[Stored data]
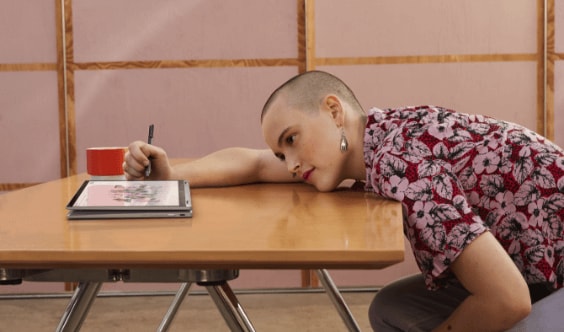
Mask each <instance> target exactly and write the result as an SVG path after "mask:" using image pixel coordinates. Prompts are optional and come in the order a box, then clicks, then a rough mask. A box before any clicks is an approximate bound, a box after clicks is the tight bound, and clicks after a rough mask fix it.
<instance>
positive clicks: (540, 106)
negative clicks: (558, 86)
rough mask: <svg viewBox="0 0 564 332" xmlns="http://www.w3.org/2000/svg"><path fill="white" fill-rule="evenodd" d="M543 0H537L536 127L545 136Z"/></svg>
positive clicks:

--

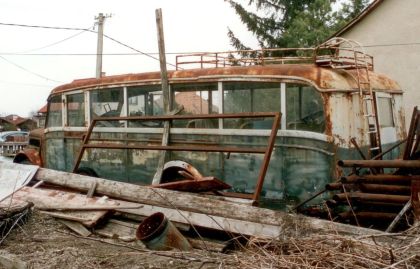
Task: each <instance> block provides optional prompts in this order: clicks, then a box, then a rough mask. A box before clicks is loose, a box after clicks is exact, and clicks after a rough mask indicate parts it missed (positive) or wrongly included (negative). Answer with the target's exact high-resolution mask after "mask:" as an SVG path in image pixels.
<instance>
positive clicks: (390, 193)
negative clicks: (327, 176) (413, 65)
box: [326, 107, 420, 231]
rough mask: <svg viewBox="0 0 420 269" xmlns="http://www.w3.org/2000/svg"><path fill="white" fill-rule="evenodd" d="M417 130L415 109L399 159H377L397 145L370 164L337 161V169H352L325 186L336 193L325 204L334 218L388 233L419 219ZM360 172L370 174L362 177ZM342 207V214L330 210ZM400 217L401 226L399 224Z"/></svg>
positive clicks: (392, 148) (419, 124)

The problem =>
An exact copy of the lines above, from the one containing "Task: each <instance>" through the one containing "box: [326, 107, 420, 231]", is the whole of the answer.

Output of the exercise =>
Task: each <instance> block provides optional prompts in this order: clicks, then a box, then a rough mask. A box before clicks is loose, a box after clicks is exact, and clicks after a rough mask indicate parts it missed (positive) or wrongly included (negative). Answer with the target's exact high-resolution mask after "mask:" as an SVG path in image pixels.
<instance>
positive clicks: (390, 193)
negative clicks: (327, 176) (413, 65)
box: [326, 107, 420, 231]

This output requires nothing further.